BEGIN DATA EXCERPTS
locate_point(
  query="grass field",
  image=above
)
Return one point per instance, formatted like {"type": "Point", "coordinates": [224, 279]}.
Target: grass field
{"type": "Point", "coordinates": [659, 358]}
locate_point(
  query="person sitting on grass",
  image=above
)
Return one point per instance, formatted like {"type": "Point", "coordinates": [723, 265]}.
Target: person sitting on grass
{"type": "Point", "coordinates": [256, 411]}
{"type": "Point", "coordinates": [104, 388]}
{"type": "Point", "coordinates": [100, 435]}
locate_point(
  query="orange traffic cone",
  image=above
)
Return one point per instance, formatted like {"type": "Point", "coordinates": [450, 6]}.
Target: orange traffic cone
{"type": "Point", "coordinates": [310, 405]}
END DATA EXCERPTS
- BRIEF -
All of the data is to be transcribed exactly as written.

- OUTPUT FOR THIS TASK -
locate_point(
  query="grass field",
  image=above
)
Return one point per instance, formatted like {"type": "Point", "coordinates": [224, 279]}.
Target: grass field
{"type": "Point", "coordinates": [659, 358]}
locate_point(
  query="person sitting on grass",
  image=above
)
Return one point per instance, formatted like {"type": "Point", "coordinates": [723, 265]}.
Target: person sitting on grass
{"type": "Point", "coordinates": [256, 411]}
{"type": "Point", "coordinates": [104, 388]}
{"type": "Point", "coordinates": [100, 435]}
locate_point(
  query="orange traffic cone",
  image=above
)
Return one point per instance, formatted like {"type": "Point", "coordinates": [450, 6]}.
Target: orange traffic cone
{"type": "Point", "coordinates": [310, 405]}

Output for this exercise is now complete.